▸ Task list:
1. Please print the passage of the unbound post from "Many of these" to "getentropy_urandom() is ignored." word for word.
2. What workaround has the writer of the unbound post begun building?

I have a number of kvm instances running debian where unbound 1.7.1
fails.
Many of these instances run whichever kernel was current when I first
leased them, and do not support newer kernels.
(Others look on the fs for a kernel to kexec, but not all do.)
Debian of course compiles unbound on a kernel which support
genrandom(2), but many of mine do not.
Unlike 1.6, 1.7 failes on such a machine, calling SIGKILL rather than
reading /dev/urandom.
It looks like getentropy_urandom() only needs CAN_REFERENCE_MAIN
defined, which getentropy_getrandom also needs, but still
getentropy_urandom() is ignored.
Deb's packaging makes no changes to that part of the code.
I've started work on an LD_PRELOAD lib to emulate getrandom(2) by
reading from urandom(5). Other than that, does anyone have any thoughts
on why this started breaking with 1.7.1?
James Cloos via Unbound-users <unbound-users@unbound.net> writes:
I have a number of kvm instances running debian where unbound 1.7.1
fails.

▸ Extracted entries:
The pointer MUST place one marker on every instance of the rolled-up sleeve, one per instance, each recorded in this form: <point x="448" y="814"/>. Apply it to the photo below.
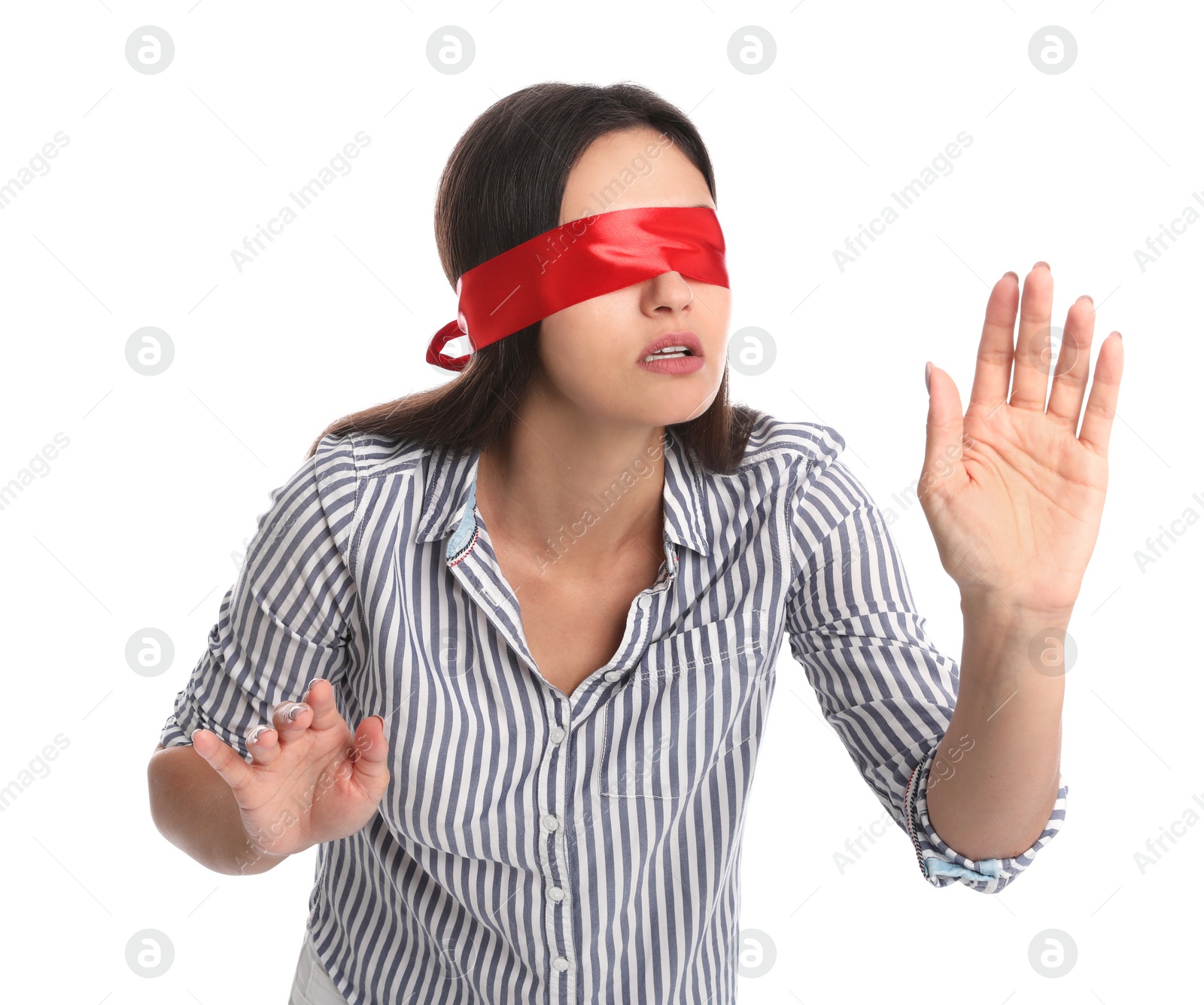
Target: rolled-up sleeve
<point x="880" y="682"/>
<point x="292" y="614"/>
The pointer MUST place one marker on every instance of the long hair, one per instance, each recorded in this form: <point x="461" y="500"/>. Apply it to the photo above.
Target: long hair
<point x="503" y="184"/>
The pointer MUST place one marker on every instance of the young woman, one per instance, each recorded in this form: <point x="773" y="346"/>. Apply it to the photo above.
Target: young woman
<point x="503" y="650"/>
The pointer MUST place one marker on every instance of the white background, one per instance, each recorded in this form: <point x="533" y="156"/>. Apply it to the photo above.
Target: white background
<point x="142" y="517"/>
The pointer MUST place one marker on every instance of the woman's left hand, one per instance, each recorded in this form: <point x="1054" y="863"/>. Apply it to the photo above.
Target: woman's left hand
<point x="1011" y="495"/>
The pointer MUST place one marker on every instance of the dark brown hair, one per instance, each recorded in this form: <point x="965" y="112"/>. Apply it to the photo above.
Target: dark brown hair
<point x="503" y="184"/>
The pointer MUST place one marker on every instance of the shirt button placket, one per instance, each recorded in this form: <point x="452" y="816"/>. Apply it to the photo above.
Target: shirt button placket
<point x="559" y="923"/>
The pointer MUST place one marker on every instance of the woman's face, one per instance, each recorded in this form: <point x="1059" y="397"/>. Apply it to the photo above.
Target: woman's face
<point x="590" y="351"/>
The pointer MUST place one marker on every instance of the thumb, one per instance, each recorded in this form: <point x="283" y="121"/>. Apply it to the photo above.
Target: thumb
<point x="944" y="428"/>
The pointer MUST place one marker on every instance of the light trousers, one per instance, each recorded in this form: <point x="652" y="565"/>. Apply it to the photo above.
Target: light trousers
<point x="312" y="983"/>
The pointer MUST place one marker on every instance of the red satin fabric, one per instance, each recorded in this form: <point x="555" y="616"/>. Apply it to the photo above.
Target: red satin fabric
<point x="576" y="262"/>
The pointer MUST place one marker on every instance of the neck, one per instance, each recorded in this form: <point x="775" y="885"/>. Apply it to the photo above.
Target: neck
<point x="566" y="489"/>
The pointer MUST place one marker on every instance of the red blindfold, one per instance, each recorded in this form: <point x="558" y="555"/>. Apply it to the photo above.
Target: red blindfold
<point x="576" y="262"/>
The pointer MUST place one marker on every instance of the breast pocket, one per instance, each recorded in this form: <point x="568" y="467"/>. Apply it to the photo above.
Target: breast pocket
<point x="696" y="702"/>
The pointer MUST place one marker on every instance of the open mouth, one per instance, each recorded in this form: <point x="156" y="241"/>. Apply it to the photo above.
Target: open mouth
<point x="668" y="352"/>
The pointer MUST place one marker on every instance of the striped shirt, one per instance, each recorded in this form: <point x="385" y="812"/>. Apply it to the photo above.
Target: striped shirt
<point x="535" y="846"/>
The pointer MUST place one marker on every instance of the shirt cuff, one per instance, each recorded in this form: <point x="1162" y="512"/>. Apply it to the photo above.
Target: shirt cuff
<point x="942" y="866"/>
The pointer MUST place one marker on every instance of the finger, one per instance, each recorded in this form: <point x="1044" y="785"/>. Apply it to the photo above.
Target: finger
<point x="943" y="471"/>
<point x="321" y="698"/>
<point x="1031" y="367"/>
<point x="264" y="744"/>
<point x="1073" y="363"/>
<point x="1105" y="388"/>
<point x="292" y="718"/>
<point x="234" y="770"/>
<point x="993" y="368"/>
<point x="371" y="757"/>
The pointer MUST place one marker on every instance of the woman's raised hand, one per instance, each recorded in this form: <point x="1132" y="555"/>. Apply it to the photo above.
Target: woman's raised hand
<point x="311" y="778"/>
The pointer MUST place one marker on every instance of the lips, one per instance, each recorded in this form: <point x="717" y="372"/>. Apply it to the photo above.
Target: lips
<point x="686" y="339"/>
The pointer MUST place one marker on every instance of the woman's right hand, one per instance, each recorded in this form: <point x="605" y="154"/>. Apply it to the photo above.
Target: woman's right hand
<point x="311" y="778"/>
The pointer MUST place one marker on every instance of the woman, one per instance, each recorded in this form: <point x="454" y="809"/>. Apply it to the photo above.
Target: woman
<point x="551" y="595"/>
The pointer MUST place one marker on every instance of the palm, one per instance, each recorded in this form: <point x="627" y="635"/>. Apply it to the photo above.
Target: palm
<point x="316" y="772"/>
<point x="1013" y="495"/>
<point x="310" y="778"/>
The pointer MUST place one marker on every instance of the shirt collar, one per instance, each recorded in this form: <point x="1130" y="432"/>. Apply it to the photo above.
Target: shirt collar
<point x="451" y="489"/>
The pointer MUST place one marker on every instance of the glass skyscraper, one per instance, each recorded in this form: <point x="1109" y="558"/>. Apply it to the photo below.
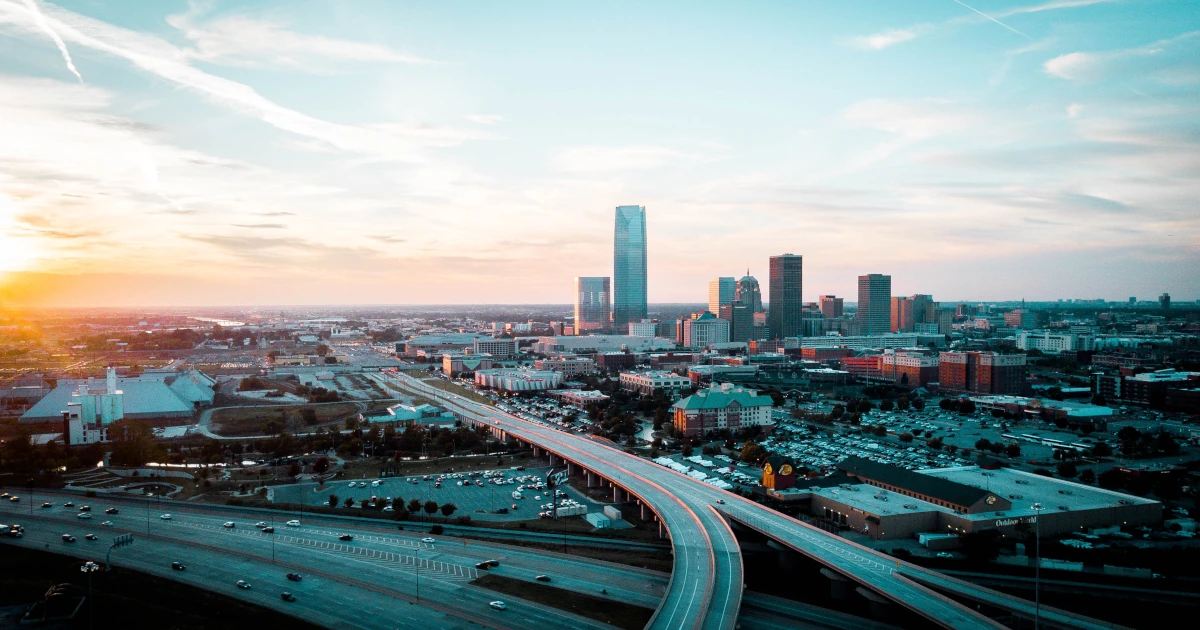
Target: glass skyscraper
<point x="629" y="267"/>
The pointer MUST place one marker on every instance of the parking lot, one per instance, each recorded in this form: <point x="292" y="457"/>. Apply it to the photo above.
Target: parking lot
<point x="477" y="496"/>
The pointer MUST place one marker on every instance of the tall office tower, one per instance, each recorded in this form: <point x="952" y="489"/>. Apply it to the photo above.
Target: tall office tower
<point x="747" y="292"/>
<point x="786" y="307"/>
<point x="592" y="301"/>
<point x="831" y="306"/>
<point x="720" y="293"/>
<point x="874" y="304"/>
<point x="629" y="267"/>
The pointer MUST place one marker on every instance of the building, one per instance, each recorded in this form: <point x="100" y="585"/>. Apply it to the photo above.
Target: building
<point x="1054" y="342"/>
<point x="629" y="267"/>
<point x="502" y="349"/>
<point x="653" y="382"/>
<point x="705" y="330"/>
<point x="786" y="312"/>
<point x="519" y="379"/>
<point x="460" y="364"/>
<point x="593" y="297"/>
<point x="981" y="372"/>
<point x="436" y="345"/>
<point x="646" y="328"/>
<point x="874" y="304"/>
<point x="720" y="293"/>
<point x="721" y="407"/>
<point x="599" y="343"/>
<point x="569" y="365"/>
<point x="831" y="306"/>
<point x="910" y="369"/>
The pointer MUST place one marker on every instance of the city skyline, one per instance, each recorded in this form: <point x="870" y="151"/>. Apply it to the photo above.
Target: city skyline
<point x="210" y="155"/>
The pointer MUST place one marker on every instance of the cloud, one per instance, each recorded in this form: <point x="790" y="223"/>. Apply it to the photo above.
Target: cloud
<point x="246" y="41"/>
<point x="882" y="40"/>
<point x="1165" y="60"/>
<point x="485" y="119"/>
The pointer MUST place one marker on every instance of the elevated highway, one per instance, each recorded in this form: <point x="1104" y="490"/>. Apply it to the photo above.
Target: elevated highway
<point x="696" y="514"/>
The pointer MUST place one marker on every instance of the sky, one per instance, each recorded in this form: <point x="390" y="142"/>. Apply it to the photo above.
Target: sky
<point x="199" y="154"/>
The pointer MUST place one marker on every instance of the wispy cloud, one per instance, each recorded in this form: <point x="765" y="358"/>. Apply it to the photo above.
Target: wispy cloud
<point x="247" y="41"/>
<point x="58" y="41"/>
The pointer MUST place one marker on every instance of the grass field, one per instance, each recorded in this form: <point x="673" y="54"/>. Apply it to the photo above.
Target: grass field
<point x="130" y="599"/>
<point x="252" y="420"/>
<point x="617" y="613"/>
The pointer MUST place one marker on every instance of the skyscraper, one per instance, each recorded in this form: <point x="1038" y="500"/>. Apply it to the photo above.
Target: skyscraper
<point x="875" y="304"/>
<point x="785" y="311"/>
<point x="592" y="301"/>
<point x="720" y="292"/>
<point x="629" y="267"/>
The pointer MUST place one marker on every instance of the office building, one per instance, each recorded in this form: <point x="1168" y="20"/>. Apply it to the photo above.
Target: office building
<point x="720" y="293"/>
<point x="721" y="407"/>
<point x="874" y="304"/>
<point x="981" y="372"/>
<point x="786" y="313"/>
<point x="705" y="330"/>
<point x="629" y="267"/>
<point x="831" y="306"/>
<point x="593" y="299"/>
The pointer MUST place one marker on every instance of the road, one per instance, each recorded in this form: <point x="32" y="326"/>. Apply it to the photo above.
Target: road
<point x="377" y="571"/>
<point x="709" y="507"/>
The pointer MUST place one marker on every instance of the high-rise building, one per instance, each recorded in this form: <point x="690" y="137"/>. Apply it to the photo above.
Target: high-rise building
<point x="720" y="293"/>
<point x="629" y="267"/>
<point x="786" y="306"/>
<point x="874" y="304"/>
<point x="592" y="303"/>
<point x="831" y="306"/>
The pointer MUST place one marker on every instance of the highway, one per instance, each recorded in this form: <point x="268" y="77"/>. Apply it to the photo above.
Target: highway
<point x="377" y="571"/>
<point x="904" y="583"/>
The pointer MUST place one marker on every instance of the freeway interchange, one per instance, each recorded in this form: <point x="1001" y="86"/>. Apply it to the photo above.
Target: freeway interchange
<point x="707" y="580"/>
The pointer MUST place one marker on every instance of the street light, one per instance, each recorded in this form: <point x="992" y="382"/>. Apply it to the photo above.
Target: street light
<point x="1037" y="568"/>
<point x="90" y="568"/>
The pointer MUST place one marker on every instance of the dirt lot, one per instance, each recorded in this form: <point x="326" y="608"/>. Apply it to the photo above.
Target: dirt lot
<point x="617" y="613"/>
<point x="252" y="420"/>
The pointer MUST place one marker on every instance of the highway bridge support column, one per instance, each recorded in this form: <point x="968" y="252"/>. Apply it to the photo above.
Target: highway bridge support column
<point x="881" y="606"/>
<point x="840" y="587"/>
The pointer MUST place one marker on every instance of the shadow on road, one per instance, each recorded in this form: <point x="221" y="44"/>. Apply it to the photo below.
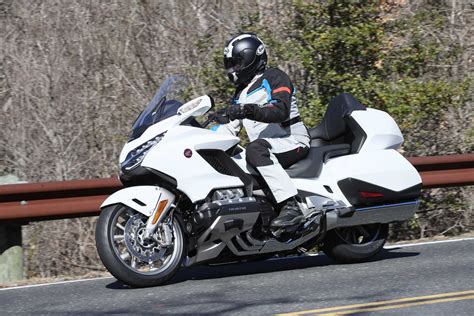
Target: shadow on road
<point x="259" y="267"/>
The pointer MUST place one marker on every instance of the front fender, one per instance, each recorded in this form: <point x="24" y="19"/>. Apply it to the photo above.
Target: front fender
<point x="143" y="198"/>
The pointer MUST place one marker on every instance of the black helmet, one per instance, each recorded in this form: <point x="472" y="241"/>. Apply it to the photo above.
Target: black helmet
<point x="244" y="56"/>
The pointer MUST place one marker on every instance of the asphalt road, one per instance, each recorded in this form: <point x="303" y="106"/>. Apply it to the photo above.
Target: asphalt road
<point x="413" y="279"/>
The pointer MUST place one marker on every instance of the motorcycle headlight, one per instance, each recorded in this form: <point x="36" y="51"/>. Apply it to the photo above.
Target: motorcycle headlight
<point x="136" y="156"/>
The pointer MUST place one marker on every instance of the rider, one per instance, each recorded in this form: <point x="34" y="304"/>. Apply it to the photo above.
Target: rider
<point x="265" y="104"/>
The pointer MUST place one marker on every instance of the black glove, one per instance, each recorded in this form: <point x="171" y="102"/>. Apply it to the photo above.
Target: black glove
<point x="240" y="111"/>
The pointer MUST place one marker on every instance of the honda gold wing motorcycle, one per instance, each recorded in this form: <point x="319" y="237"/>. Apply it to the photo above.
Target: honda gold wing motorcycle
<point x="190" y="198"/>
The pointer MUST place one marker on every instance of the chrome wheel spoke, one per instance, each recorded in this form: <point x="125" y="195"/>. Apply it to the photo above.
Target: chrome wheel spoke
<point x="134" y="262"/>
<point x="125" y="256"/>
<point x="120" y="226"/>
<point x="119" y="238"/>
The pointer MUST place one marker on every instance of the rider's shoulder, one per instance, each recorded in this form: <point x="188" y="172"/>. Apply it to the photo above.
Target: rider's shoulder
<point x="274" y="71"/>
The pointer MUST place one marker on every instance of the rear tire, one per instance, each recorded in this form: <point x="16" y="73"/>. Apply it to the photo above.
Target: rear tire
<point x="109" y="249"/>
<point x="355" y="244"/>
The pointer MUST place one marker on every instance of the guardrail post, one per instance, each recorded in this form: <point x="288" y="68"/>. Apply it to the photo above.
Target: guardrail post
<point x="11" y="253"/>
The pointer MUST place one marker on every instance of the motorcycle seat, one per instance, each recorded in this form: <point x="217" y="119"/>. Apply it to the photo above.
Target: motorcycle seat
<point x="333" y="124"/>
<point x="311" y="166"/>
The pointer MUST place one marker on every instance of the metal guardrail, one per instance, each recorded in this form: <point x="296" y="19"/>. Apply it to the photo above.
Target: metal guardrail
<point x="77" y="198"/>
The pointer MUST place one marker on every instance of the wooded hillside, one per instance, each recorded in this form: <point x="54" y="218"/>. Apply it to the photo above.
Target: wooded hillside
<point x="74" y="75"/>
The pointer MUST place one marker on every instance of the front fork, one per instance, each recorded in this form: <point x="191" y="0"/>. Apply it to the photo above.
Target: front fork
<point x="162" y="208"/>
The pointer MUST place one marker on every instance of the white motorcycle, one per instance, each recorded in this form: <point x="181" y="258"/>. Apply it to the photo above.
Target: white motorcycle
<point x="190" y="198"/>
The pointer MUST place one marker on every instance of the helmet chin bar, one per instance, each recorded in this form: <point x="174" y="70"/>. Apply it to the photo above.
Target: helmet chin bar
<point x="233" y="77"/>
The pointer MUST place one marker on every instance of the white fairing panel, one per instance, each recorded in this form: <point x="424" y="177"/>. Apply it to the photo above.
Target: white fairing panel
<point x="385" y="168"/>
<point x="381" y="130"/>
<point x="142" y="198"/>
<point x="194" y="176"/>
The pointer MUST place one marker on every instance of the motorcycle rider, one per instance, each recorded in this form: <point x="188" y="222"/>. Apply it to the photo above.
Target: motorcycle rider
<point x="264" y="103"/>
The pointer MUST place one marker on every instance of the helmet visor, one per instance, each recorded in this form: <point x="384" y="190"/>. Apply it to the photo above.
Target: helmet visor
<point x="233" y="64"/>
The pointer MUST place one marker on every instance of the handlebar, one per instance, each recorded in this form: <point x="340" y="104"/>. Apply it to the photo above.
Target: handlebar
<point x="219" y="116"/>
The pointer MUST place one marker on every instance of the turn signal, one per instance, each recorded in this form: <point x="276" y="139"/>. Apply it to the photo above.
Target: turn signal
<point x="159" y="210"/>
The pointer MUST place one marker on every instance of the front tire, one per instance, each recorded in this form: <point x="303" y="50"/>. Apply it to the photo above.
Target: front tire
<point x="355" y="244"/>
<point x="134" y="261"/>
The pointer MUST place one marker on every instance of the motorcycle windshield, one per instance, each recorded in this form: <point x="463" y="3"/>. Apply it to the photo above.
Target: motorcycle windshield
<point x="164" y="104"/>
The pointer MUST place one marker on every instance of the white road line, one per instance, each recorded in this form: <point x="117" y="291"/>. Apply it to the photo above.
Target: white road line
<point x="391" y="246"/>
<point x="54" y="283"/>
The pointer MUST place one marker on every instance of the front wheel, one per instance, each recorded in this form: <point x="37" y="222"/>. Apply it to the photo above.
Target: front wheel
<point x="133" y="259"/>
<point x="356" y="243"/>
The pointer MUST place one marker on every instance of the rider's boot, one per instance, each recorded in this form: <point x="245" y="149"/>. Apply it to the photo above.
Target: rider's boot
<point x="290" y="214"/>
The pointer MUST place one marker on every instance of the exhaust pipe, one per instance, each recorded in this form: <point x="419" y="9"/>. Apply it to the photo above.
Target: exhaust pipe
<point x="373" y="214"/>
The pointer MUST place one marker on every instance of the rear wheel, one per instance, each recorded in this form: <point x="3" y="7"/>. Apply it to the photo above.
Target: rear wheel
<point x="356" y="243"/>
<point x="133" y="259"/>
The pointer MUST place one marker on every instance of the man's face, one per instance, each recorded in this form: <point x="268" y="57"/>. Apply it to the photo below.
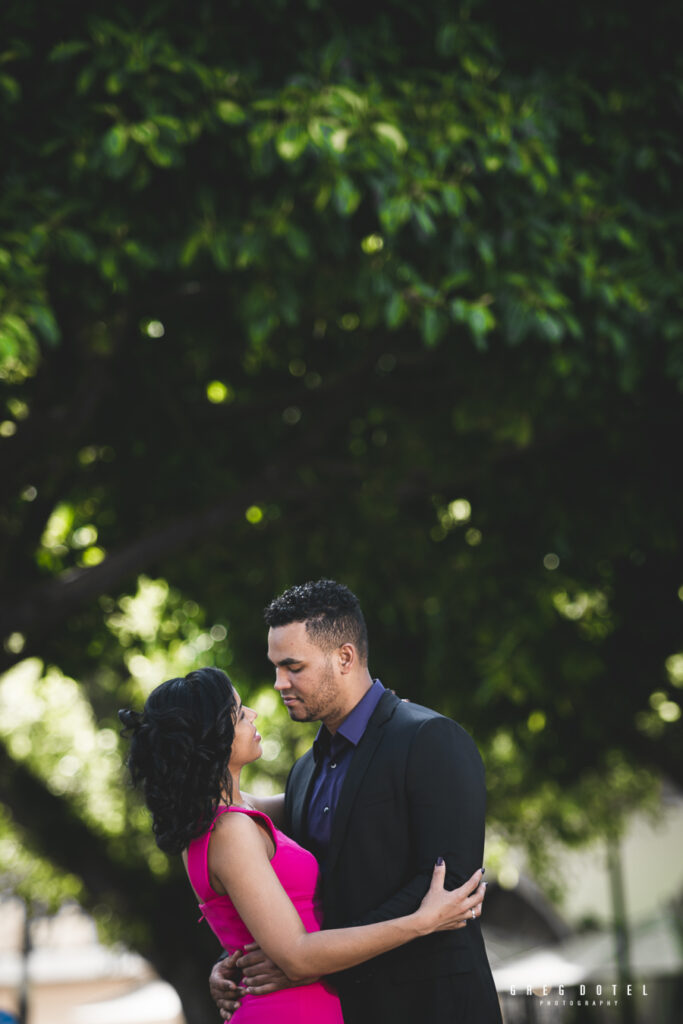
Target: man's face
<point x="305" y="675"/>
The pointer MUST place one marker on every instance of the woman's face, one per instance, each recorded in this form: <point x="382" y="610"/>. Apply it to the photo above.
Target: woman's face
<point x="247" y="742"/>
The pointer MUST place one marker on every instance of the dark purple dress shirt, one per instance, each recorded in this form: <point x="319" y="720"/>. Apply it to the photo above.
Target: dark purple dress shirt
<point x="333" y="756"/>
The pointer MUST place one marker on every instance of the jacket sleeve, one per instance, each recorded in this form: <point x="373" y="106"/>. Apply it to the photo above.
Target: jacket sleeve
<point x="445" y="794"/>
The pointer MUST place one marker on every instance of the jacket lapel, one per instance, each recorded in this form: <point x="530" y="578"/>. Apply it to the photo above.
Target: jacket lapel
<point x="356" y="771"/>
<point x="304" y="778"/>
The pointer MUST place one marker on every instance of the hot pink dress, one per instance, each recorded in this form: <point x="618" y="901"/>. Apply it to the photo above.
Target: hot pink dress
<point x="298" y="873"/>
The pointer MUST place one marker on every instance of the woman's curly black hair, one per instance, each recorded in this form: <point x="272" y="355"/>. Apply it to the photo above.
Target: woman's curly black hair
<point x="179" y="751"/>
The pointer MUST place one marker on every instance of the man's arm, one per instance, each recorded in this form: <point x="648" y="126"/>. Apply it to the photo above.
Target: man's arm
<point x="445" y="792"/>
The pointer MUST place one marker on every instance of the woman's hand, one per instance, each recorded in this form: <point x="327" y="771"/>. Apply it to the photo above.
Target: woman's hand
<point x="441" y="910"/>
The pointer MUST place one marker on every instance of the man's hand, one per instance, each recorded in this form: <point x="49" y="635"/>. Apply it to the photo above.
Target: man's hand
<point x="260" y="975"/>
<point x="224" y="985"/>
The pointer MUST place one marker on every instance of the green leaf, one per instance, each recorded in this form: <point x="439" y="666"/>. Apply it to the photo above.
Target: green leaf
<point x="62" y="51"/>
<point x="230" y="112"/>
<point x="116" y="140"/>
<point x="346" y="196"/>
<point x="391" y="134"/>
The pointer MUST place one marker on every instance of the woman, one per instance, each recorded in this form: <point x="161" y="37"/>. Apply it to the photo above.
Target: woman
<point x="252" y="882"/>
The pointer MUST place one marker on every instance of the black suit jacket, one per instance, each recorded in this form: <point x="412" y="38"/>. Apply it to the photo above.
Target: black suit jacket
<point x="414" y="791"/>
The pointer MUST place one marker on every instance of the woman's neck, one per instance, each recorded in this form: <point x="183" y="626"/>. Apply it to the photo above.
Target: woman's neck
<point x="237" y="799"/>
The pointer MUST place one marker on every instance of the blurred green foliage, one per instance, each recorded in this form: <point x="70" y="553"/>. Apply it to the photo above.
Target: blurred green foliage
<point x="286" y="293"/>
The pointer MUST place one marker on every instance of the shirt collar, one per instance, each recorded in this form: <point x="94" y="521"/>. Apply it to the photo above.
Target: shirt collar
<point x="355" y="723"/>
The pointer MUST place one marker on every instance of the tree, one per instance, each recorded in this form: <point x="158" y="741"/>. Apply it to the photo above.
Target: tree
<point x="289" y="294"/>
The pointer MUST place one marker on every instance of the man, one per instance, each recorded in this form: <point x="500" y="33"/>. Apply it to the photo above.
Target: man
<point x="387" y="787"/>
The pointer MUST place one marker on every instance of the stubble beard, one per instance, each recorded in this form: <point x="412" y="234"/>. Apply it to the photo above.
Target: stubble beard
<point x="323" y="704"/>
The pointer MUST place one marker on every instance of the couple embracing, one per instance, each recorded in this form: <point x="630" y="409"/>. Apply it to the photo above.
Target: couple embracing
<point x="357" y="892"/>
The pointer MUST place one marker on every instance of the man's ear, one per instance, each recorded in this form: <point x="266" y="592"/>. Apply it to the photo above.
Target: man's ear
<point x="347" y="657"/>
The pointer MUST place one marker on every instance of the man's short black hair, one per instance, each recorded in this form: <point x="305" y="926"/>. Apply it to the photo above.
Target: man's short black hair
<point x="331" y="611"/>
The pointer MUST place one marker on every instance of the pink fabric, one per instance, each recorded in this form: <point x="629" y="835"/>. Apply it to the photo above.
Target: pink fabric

▸ Complete answers:
1.
Many of these instances run whichever kernel was current when I first
leased them, and do not support newer kernels.
(Others look on the fs for a kernel to kexec, but not all do.)
Debian of course compiles unbound on a kernel which support
genrandom(2), but many of mine do not.
Unlike 1.6, 1.7 failes on such a machine, calling SIGKILL rather than
reading /dev/urandom.
It looks like getentropy_urandom() only needs CAN_REFERENCE_MAIN
defined, which getentropy_getrandom also needs, but still
getentropy_urandom() is ignored.

2. An LD_PRELOAD library that emulates getrandom(2) by reading from urandom(5).